The US government appears to be Simulex’s number one customer, however. And Chaturvedi has received millions of dollars in grants from the military and the National Science Foundation to develop SEAS.
Chaturvedi is now pitching SWS to DARPA (http://www.darpa.mil) and discussing it with officials at the US Department of Homeland Security (http://www.dhs.gov), where he said the idea has been well received, despite the thorny privacy issues for US citizens.

Alok Chaturvedi wants SWS to match every person on the planet, one-to-one.
Right now, the 62 simulated nations in SEAS depict humans as composites, at a 100-to-1 ratio.
One organisation has achieved a one-to-one level of granularity for its simulations, according to Chaturvedi: the US Army, which is using SEAS to identify potential recruits.

* _Task data_

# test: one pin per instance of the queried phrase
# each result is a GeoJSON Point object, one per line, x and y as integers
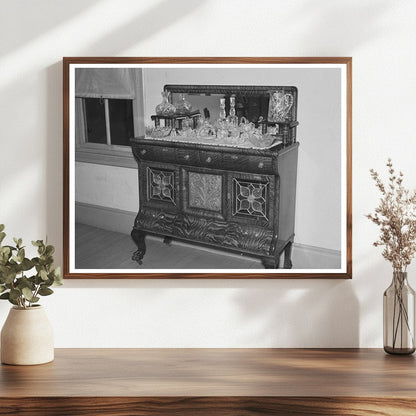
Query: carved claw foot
{"type": "Point", "coordinates": [269, 263]}
{"type": "Point", "coordinates": [167, 241]}
{"type": "Point", "coordinates": [287, 263]}
{"type": "Point", "coordinates": [138, 237]}
{"type": "Point", "coordinates": [138, 256]}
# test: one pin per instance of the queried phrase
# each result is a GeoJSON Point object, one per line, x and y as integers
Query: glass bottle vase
{"type": "Point", "coordinates": [399, 316]}
{"type": "Point", "coordinates": [165, 108]}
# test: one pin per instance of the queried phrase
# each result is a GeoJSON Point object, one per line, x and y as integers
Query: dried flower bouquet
{"type": "Point", "coordinates": [396, 217]}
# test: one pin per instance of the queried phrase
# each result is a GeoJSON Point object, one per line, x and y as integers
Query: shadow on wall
{"type": "Point", "coordinates": [45, 16]}
{"type": "Point", "coordinates": [155, 19]}
{"type": "Point", "coordinates": [301, 314]}
{"type": "Point", "coordinates": [333, 20]}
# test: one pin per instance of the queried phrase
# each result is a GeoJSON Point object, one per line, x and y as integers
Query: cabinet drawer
{"type": "Point", "coordinates": [250, 163]}
{"type": "Point", "coordinates": [187, 157]}
{"type": "Point", "coordinates": [157, 153]}
{"type": "Point", "coordinates": [260, 164]}
{"type": "Point", "coordinates": [210, 159]}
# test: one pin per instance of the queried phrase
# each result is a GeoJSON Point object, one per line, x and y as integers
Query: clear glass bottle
{"type": "Point", "coordinates": [399, 316]}
{"type": "Point", "coordinates": [222, 114]}
{"type": "Point", "coordinates": [232, 118]}
{"type": "Point", "coordinates": [165, 108]}
{"type": "Point", "coordinates": [183, 106]}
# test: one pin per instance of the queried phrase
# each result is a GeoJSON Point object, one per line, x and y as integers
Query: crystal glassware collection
{"type": "Point", "coordinates": [227, 130]}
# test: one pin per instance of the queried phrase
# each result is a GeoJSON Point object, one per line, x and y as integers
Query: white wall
{"type": "Point", "coordinates": [379, 34]}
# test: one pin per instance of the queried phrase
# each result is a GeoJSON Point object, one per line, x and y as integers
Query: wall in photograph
{"type": "Point", "coordinates": [380, 36]}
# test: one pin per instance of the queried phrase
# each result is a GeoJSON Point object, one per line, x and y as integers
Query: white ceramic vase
{"type": "Point", "coordinates": [27, 337]}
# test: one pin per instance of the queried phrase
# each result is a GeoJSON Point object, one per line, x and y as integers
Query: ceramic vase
{"type": "Point", "coordinates": [27, 337]}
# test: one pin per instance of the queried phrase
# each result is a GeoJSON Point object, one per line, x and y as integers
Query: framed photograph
{"type": "Point", "coordinates": [207, 167]}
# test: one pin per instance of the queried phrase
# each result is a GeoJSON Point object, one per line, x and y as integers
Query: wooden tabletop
{"type": "Point", "coordinates": [245, 378]}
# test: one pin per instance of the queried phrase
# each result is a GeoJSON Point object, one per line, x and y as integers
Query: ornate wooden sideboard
{"type": "Point", "coordinates": [235, 198]}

* _Exercise 1_
Pull out every line of the records that contains the string "photograph", matching case exactly.
* _Exercise 2_
Carry on the text about Chaturvedi's simulation work from the point where it stops.

* _Exercise result 1_
Query: wall in photograph
Query: framed photograph

* _Exercise result 2_
Chaturvedi insists his goal for SWS is to have a depersonalised likeness for each individual, rather than an immediately identifiable duplicate. If your town census records your birthdate, job title, and whether you own a dog, SWS will generate what Chaturvedi calls a “like someone” with the same stats, but not the same name.
Of course, government agencies and corporations can add to SWS whatever personally-identifiable information they choose from their own databases, and for their own purposes.
And with consumers already giving up their personal information regularly to websites such as MySpace and Twitter, it is not a stretch to imagine SWS doing the same thing.
“There may be hooks through which individuals may voluntarily contribute information to SWS,” Chaturvedi said.